(Problem set):
**a.** Can you copy the soft drinks thread verbatim from "This too is" to "the drinks themselves."?
**b.** Could you continue the soft drinks thread from the last line shown?

(Source extract):
——————
# All dialects: soft drinks



## Sun-Shine

Marhaba,

How do you say المشروبات الغازية in your dialect ?


----------



## elroy

Palestinian Arabic:

Arab Israelis (and maybe other Palestinians) use the Hebrew borrowing غزوز ("gazōz").

We also use the expression كولا ومولا ("kōla w-mōla"), where مولا stands in for soft drinks other than Coke/Coca-Cola.


----------



## normordm

In Sudanese, we either call them by name or we say بَارِد


----------



## Hemza

In Morocco, all kinds of soft drinks are called لمونادة (lmonaada). Probably a borrow from Spanish or French.



elroy said:


> Arab Israelis (and maybe other Palestinians) use the Hebrew borrowing غزوز ("gazōz").



If I'm not wrong, Tunisians also call this "gazuuz". I suspect the Hebrew word itself being borrowed (may be from French "(boisson) gazeuse"?)


----------



## tounsi51

Hemza said:


> If I'm not wrong, Tunisians also call this "gazuuz".



Yes, Algerians too. We pronounce with gu


----------



## cherine

In Egyptian Arabic we use حاجة سقعة (which is similar to the Sudanese بارد) 7aaga sa23a.
This gazuuz reminded me of an older (now out of usage as far as I know) EA word كازوزة kazuuza, sometimes pronounced azuuza أزوزة.


----------



## Sun-Shine

cherine said:


> In Egyptian Arabic we use حاجة سقعة


Also بيبسي ، كاكولا، شويبس
and if it is in a can then كانز kanz
(Other than using the product name to specify the type.).



> This gazuuz reminded me of an older (now out of usage as far as I know) EA word كازوزة kazuuza, sometimes pronounced azuuza أزوزة.


I think I have heard it before but what does it mean exactly (الزجاجة نفسها أم الغطاء)?


----------



## cherine

sun_shine 331995 said:


> Also بيبسي ، كاكولا، شويبس


Why are you naming brands?  I was talking about "soft drinks" in general. As a general term, EA uses حاجة سقعة the way English uses "soft drinks".


> and if it is in a can then كانز kanz


This too is irrelevant here. The word "kanz" (for those who don't know, most Egyptians use the plural "cans" for one can of soft drink, and the plural of this "singular" is kanzaat كنزات) refers to the recipient of the soft drinks, not the drinks themselves.


> I think I have heard it before but what does it mean exactly (الزجاجة نفسها أم الغطاء)?


Neither. It means soft drinks.


----------



## Sun-Shine

cherine said:


> Why are you naming brands?  I was talking about "soft drinks" in general. As a general term, EA uses حاجة سقعة the way English uses "soft drinks".


People use بيبسي sometimes as a general word for soft drinks.
Also كاكولا not كوكاكولا is used generally.
——————
(Information shown):
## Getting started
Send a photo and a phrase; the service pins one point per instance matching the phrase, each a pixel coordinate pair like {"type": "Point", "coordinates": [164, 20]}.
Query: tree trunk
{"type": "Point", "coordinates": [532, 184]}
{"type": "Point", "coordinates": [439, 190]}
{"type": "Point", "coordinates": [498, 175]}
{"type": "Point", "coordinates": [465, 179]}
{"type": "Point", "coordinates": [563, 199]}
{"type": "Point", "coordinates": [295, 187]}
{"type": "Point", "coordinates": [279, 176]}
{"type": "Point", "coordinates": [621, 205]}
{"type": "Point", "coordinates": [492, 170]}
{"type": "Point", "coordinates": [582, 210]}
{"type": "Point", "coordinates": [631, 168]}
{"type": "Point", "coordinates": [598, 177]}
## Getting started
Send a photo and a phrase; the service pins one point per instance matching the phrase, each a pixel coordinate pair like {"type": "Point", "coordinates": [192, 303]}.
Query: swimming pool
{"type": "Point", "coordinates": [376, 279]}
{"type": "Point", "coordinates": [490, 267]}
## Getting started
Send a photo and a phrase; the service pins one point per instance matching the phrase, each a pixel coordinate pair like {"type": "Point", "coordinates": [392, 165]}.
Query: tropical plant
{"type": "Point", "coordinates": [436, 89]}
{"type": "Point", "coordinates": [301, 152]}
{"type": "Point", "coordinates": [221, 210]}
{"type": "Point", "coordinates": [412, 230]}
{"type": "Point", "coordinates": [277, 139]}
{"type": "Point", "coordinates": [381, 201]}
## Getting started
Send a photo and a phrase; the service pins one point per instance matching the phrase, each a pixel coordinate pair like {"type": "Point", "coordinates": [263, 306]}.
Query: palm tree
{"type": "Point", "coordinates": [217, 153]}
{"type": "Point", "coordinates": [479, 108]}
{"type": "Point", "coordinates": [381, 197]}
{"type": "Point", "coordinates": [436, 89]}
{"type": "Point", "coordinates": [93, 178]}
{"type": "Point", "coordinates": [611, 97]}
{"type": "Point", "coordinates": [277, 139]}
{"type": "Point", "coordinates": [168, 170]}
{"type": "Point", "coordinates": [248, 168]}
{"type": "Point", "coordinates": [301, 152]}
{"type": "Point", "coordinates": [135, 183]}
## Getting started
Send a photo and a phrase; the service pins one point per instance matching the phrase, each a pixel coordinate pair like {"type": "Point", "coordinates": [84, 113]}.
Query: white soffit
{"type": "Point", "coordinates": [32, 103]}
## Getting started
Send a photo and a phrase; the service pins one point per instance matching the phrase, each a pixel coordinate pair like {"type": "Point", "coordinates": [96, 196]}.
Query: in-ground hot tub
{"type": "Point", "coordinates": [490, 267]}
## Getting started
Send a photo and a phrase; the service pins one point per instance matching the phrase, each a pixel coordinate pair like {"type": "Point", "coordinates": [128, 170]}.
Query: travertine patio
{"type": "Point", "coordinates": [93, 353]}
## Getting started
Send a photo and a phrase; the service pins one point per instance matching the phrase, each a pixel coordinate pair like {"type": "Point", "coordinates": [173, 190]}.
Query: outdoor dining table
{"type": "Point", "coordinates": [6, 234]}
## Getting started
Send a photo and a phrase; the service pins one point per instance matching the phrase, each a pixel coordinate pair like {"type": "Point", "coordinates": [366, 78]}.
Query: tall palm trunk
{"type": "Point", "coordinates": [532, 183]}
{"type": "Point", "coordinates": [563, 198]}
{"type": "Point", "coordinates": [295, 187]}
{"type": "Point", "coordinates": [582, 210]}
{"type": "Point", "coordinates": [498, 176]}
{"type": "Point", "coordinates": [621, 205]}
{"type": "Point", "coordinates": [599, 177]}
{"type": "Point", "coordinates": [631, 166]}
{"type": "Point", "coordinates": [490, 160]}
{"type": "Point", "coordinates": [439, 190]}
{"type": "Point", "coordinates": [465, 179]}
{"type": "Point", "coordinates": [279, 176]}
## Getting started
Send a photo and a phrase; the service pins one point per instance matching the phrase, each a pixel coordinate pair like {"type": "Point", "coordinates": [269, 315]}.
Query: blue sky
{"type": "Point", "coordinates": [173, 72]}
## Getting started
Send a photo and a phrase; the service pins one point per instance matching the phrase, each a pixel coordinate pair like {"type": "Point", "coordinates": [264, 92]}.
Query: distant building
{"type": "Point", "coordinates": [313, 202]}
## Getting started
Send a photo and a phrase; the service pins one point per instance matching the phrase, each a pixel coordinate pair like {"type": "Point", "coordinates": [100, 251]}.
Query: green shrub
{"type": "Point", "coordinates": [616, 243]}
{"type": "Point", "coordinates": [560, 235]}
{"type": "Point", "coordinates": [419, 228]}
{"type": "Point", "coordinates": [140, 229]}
——————
(Outputs by task):
**a.**
This too is irrelevant here. The word "kanz" (for those who don't know, most Egyptians use the plural "cans" for one can of soft drink, and the plural of this "singular" is kanzaat كنزات) refers to the recipient of the soft drinks, not the drinks themselves.

**b.**
And شويبس


> This too is irrelevant.


Why?
Kanz is used only for a can of soft drinks .


> Neither. It means soft drinks.


Interesting! 
I didn't know that.


----------



## elroy

cherine said:


> kanzaat كنزات


 This is an interesting false friend with “sweaters” in Syrian (and MSA)!


----------



## Sun-Shine

elroy said:


> This is an interesting false friend with “sweaters” in Syrian (and MSA)!



Yes, this word is Syrian كنزة is the singular
In Egypt I didn't hear كنزات , it's always كانز
@cherine  do you call it كانزات in plural?


----------



## fdb

normordm said:


> In Sudanese, we either call them by name or we say بَارِد


 
In Yemen too.


----------



## cherine

sun_shine 331995 said:


> People use بيبسي sometimes as a general word for soft drinks.
> Also كاكولا not كوكاكولا is used generally.
> And شويبس


Never heard شويبس as a generic term. Pepsi and Cocacola (also called koka, and kakuula) yes, sometimes. And I remembered some people use bebs (short of "bebsi" pepsi).


> Why?
> Kanz is used only for a can of soft drinks .


Really? Where in Egypt? In Alexandria I only hear it in reference to the cans themselves, when people want to specify that they drink from a can, not a bottle, for example.


> Interesting!
> I didn't know that.


Yes, like I said kazuuz and azuuza/azzuuza are all old word, you'd hear them more in old movies then in current usage.


sun_shine 331995 said:


> In Egypt I didn't hear كنزات , it's always كانز
> @cherine  do you call it كانزات in plural?


I hate it (because it feels wrong, though it's perfectly fine in colloquial EA), but yes. But I always use the proper singular form كان can when speaking about a singular can.


----------



## Sun-Shine

cherine said:


> And I remembered some people use bebs (short of "bebsi" pepsi).


Yes, bebs too.


> ..., when people want to specify that they drink from a can, not a bottle, for example.


A can of what?


----------



## I.K.S.

sun_shine 331995 said:


> Also بيبسي ، *كاكولا*، شويبس


Makes sense to me, Sometimes the brand dominates the general meaning and becomes a common noun, Coke is the word used by Southerners in the USA for any carbonated soft drink.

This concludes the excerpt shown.